Ahora es la hora de mi turno
el turno del ofendido por años silencioso
a pesar de los gritos
ROQUE DALTON (1935-1975)
Quiero que no me abandones, amor mío
Al alba.
LUIS EDUARDO AUTE
Cuando llegué a Venezuela pasé
mis primeros meses, quizás mis primeros años, sin poder decir en voz alta el
nombre de aquel por quien me había ido de Cuba. Mis amigos se reían y hacían
chistes sobre la cobardía de mi gentilicio. Aseguraban que jamás algo así
sucedería en esta tierra de gente arrecha a la que no le gusta que le hablen
golpeao.

Desafío 1: Según la fuente, ¿qué no podía hacer en voz alta quien narra durante sus primeros meses en Venezuela?
Desafío 2: Prosigue el relato de la fuente sobre la llegada a Venezuela a partir de su última oración.

Listado seleccionado:

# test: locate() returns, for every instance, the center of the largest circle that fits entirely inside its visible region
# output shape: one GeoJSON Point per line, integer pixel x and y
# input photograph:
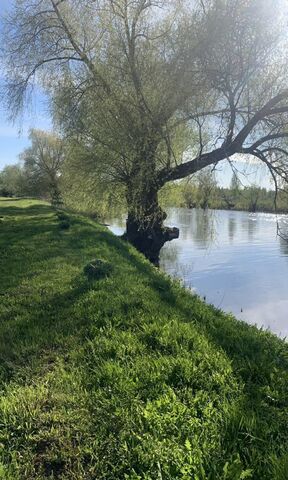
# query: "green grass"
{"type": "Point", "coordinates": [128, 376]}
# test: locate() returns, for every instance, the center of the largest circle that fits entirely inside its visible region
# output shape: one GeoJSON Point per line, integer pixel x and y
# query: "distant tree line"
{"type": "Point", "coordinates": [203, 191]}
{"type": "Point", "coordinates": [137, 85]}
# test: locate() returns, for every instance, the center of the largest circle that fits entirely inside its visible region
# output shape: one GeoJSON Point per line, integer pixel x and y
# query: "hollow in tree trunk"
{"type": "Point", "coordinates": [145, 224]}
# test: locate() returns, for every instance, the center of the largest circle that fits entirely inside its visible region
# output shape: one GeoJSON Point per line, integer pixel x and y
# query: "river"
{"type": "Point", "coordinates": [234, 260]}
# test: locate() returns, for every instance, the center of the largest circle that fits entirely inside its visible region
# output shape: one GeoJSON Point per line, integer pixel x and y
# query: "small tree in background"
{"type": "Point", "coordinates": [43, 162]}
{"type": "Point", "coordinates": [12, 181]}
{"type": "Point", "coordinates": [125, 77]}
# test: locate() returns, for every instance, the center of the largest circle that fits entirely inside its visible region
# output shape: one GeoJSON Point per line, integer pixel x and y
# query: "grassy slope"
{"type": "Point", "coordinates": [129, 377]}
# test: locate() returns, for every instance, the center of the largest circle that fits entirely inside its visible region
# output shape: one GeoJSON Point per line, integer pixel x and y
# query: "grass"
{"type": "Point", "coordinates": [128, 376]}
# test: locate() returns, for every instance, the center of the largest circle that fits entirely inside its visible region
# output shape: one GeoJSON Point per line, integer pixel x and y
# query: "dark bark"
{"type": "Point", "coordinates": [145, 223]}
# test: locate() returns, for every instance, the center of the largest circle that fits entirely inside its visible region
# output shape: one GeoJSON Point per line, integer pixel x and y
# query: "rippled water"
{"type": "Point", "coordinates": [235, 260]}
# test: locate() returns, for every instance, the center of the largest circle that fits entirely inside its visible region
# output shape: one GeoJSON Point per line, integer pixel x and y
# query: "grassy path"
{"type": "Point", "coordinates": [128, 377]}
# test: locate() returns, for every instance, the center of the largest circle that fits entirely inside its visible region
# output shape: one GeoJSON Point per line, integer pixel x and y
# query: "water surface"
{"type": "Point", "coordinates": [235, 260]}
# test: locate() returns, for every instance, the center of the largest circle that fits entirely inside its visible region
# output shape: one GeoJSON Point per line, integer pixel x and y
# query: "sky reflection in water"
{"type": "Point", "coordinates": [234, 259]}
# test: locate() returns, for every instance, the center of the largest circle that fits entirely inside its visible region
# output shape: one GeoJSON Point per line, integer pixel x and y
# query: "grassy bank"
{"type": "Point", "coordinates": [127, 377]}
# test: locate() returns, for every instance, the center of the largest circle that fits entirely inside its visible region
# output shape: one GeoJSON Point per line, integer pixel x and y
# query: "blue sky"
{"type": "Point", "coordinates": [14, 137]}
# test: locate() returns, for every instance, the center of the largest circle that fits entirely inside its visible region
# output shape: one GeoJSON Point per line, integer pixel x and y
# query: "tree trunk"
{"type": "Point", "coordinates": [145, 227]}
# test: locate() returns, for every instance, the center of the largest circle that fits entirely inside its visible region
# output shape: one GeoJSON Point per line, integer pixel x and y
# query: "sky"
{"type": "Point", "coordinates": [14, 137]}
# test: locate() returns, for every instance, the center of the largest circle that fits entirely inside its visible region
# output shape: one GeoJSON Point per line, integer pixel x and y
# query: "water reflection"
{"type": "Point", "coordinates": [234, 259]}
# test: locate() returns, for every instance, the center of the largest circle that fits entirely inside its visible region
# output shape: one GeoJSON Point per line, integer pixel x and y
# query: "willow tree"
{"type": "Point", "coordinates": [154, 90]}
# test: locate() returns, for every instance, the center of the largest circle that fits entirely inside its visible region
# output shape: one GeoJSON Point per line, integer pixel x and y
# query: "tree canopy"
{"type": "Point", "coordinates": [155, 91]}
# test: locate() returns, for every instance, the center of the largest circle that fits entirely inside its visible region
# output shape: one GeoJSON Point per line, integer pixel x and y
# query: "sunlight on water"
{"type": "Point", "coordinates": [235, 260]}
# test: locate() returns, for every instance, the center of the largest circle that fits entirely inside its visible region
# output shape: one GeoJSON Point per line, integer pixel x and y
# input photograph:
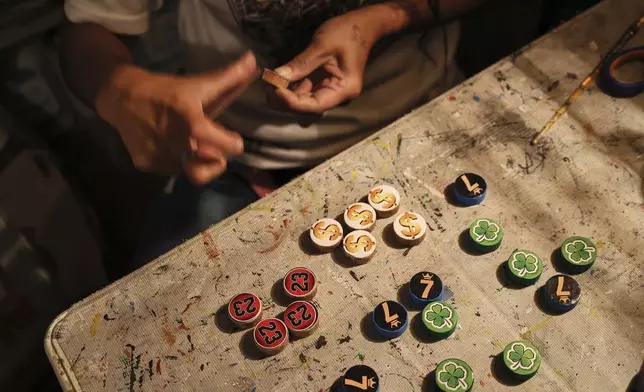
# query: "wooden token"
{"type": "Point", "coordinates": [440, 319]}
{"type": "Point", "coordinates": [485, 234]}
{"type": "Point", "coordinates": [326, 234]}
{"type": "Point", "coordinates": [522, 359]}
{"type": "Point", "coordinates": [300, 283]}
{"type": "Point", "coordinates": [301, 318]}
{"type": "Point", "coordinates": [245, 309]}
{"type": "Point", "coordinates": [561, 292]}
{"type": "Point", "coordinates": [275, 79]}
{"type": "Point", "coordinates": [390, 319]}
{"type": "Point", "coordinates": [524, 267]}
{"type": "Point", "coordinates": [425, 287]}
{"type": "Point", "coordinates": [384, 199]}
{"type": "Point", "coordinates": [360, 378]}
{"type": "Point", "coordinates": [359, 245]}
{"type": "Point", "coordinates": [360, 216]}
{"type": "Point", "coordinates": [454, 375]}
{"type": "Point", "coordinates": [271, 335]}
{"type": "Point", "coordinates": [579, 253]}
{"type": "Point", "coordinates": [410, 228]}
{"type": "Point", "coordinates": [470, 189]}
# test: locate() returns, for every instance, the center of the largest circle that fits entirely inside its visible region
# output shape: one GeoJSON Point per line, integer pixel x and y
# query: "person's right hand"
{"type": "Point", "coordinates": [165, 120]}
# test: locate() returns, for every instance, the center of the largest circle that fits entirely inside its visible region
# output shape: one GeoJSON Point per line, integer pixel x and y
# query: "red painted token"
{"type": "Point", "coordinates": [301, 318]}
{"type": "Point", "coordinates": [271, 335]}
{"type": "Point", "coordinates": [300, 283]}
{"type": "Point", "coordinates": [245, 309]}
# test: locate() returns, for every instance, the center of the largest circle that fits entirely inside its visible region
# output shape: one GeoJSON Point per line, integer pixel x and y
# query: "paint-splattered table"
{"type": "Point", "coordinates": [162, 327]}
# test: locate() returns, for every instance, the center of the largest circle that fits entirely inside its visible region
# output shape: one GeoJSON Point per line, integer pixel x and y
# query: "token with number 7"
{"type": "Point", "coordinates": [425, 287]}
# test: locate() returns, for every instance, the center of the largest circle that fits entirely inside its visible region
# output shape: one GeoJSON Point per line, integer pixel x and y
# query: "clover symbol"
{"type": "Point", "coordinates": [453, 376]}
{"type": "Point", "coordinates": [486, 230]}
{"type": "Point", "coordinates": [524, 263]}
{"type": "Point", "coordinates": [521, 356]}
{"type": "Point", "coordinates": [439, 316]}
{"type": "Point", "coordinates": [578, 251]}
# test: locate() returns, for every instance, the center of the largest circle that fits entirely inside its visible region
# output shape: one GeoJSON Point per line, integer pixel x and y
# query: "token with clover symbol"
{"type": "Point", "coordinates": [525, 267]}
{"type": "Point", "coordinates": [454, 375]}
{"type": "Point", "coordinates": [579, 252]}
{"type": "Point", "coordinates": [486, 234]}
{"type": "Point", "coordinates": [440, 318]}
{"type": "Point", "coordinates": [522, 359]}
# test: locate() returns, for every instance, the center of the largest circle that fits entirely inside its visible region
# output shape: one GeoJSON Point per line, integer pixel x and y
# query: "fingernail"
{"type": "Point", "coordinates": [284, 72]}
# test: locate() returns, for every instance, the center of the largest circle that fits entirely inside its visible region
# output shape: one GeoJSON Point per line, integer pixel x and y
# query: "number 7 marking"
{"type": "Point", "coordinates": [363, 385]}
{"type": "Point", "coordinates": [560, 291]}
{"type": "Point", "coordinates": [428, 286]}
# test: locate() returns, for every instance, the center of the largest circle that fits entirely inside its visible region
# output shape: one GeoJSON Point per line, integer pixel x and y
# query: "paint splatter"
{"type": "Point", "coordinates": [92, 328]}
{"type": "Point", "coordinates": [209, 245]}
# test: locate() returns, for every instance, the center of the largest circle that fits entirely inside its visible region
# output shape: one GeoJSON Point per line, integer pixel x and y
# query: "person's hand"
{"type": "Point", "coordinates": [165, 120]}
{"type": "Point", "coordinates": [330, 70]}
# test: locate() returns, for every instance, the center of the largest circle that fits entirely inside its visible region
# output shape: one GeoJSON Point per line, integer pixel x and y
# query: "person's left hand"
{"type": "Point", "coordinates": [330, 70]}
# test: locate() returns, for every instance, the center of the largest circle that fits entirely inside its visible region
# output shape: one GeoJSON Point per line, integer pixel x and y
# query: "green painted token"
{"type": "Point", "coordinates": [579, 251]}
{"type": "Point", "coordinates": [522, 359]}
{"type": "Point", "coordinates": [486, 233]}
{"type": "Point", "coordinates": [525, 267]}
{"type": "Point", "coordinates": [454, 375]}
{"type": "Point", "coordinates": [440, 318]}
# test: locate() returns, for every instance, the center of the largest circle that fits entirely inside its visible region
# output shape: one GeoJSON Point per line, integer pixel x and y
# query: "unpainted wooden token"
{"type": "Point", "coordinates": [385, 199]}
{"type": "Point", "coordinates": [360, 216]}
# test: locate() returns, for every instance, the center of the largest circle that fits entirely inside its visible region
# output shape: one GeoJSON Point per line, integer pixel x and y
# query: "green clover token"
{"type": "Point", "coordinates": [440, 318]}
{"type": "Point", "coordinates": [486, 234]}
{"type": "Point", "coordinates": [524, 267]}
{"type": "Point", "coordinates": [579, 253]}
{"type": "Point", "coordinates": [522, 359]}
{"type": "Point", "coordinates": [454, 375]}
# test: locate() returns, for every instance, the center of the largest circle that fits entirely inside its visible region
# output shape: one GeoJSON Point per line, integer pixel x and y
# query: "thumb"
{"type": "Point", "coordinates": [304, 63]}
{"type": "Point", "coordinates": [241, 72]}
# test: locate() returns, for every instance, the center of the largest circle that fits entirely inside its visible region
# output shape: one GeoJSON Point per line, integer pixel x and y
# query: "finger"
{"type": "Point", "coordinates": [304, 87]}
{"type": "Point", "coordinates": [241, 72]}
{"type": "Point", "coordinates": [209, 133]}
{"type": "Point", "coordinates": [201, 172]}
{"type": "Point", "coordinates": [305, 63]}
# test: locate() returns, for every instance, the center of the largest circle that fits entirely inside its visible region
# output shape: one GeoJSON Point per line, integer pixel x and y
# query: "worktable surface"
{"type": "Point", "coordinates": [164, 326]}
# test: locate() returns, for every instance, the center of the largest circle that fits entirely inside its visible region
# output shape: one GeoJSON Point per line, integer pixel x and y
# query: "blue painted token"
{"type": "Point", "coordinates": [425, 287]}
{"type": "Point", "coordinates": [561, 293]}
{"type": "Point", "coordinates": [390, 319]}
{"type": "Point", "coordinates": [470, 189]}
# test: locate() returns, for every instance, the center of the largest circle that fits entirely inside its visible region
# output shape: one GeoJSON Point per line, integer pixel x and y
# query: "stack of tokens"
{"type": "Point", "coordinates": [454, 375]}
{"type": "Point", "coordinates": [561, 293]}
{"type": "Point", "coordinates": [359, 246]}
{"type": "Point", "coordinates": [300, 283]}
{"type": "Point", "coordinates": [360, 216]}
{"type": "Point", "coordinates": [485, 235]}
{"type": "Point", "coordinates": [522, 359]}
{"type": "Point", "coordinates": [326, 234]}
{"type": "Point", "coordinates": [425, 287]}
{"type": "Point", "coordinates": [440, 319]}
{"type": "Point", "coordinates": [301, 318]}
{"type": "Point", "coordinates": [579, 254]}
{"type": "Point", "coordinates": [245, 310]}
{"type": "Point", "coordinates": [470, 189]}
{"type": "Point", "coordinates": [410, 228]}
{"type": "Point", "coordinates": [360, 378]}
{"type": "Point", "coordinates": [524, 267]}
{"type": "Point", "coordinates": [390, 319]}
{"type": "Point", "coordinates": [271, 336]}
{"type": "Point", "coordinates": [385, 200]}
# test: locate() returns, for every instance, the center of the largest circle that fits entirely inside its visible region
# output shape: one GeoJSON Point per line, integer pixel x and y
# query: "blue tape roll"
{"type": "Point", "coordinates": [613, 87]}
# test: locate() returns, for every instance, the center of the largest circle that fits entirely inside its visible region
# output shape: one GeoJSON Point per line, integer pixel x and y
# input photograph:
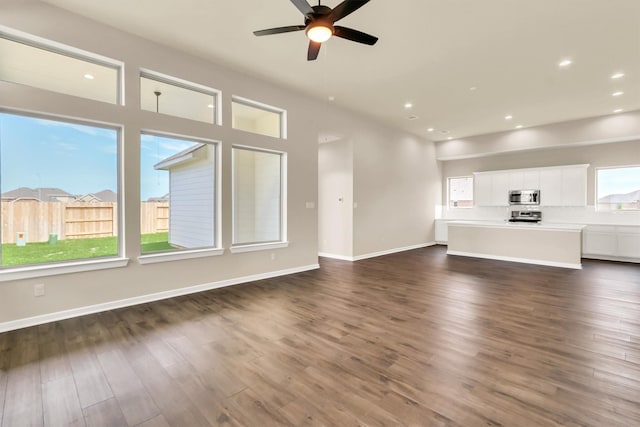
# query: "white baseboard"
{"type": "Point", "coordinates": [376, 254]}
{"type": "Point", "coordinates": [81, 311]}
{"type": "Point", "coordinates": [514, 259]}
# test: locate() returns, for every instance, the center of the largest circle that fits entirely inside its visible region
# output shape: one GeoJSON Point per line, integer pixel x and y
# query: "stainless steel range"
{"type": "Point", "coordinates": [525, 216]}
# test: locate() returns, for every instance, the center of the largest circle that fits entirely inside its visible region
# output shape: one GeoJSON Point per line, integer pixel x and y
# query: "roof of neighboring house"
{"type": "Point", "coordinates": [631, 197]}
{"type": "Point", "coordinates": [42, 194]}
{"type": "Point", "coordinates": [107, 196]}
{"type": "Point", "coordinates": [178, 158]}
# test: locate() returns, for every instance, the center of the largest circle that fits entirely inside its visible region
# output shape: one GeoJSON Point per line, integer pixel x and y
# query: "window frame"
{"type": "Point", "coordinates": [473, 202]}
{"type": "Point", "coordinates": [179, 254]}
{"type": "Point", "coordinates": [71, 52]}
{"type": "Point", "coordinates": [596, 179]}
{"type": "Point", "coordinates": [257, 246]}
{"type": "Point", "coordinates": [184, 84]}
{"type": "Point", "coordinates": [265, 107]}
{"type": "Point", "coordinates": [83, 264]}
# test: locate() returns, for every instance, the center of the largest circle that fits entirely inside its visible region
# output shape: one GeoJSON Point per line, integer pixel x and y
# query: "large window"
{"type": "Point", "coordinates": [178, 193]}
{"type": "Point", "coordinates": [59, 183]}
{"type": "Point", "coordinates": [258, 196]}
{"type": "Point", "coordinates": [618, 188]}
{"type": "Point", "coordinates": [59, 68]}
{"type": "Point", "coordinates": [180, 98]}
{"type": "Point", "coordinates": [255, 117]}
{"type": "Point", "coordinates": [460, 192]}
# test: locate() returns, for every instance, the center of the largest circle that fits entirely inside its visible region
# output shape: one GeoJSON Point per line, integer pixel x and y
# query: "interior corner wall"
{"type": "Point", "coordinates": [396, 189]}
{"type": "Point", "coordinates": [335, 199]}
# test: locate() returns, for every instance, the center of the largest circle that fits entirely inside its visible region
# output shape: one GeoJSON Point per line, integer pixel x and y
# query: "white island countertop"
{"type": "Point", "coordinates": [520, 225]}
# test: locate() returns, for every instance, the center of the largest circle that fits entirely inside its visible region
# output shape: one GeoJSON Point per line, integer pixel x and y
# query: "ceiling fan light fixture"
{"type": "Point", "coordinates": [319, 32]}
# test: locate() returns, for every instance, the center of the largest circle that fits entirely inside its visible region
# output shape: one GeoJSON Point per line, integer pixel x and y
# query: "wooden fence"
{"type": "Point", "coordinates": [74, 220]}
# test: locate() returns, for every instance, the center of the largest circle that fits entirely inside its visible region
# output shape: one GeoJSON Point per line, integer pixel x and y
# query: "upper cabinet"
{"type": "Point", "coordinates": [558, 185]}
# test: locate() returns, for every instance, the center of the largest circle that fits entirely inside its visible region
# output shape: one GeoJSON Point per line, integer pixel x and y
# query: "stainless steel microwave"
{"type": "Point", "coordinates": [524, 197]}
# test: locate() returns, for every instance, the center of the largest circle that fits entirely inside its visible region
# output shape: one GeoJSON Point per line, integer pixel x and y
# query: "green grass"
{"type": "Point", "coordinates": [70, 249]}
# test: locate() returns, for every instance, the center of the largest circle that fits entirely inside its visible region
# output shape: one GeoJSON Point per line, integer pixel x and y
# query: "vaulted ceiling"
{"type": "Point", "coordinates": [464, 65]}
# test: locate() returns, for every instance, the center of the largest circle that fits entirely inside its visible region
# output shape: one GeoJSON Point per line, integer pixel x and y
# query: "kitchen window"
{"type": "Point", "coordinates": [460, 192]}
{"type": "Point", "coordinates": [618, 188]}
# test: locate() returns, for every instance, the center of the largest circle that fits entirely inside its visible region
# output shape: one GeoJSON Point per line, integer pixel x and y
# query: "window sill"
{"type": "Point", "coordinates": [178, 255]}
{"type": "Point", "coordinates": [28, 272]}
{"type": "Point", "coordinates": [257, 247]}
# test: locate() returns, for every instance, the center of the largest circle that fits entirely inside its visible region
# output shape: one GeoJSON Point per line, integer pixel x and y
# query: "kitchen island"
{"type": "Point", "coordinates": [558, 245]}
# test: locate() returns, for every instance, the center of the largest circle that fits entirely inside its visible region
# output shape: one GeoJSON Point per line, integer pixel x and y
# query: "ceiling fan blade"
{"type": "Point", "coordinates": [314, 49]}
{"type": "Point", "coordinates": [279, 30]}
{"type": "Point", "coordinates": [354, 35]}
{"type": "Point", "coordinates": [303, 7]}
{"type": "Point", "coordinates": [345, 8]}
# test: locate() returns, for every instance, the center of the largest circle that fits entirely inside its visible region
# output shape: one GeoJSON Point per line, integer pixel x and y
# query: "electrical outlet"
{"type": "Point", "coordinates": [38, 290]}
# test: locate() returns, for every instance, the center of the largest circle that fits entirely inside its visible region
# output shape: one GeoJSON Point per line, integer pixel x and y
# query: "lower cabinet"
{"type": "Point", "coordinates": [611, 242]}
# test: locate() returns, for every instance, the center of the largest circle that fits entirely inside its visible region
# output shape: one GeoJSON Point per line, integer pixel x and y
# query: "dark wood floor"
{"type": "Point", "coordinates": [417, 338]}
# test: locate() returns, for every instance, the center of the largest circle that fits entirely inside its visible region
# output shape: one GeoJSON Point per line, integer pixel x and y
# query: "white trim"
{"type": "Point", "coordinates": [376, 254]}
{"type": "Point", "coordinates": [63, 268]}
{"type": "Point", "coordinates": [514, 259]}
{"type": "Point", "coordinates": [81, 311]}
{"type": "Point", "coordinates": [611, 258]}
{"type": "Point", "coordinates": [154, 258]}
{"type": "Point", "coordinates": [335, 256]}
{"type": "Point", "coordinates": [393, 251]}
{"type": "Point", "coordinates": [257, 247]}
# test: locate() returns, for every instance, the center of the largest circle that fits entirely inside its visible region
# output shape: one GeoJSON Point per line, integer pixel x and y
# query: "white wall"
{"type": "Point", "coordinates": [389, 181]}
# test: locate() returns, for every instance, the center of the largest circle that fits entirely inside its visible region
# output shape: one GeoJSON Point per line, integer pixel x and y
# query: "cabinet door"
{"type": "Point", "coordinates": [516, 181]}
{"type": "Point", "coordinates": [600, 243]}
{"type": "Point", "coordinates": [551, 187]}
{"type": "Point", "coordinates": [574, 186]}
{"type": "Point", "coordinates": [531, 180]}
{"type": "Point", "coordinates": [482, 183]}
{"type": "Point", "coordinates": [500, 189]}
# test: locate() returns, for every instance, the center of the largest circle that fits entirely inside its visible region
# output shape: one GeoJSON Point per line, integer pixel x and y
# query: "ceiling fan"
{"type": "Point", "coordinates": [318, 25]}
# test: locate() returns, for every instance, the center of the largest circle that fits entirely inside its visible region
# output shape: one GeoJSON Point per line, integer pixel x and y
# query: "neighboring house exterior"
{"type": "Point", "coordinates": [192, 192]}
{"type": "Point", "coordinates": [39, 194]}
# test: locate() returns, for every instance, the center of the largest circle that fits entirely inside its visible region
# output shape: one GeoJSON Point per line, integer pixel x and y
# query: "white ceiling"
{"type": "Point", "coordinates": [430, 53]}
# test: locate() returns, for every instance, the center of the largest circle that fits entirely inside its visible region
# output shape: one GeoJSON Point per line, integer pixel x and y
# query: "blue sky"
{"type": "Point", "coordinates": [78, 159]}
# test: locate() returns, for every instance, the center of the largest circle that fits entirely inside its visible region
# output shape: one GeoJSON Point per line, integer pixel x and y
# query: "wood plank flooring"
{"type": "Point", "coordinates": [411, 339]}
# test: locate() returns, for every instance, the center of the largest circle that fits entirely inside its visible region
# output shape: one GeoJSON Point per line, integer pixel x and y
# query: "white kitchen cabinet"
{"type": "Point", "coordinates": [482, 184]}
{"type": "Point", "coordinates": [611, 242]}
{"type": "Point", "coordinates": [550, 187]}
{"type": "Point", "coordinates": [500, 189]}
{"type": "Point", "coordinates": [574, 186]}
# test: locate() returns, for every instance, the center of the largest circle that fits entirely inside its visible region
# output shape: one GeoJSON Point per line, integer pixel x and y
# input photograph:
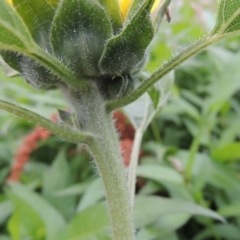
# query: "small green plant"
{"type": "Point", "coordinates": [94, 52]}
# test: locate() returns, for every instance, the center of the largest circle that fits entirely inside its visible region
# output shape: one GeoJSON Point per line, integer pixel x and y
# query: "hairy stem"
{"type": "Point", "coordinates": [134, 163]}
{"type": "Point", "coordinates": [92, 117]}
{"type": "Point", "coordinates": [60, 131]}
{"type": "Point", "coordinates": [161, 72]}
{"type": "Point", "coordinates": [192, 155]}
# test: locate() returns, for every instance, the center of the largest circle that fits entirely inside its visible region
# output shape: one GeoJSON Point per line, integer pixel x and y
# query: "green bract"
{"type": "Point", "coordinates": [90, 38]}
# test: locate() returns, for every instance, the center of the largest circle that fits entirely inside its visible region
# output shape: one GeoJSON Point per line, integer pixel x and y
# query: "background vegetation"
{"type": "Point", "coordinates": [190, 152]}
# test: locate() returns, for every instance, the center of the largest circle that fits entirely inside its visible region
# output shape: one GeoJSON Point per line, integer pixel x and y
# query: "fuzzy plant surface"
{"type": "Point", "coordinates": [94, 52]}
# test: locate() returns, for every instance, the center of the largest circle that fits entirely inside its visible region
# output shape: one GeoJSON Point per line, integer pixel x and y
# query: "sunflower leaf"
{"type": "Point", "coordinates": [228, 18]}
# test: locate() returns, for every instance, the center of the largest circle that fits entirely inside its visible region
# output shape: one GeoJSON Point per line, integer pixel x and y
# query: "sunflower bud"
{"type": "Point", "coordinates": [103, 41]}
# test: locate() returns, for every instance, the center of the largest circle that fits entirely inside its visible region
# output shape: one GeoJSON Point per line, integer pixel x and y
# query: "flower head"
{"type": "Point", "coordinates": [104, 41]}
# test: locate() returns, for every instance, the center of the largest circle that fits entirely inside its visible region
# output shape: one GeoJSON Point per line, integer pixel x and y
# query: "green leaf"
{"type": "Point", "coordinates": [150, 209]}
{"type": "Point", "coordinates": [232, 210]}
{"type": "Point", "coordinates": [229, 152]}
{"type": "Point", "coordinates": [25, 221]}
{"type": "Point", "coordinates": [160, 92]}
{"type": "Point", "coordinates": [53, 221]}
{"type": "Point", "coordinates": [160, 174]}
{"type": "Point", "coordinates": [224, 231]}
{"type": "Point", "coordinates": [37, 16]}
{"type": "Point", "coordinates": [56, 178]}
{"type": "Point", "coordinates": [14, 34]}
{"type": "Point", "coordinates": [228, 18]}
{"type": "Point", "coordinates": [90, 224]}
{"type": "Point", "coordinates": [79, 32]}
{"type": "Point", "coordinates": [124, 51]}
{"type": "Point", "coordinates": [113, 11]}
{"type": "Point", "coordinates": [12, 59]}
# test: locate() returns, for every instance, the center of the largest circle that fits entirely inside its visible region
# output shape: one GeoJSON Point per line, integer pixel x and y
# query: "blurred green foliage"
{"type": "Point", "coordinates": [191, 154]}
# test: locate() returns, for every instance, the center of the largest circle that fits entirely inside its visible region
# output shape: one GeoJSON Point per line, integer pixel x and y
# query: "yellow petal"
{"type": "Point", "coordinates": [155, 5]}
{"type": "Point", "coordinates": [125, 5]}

Respuesta correcta 1: Decir el nombre de aquel por quien se había ido de Cuba.

Respuesta correcta 2:
Creo que tras 14 años con Hugo
Chávez podemos por fin hablar de igual a igual. Ya conocen la omnipresencia del miedo en cada instancia de la
vida que me hacía mirar a todas partes antes de abrir la boca. Les corre por la
sangre la certeza de estar cometiendo un delito que en algún momento tipificarán
y los condenará. Saben, como yo sé, lo que es bajar la cabeza, aceptar las
condiciones de El Poder, firmar papeles que odiamos y corear consignas que nos
asquean; despachar a los castigados con un “algo habrá hecho”, esa indigna
frase que se ha dicho en todos los idiomas y todos los tiempos, siempre con el
mismo significado de alivio porque esta vez el verdugo tocó a otros y no a uno.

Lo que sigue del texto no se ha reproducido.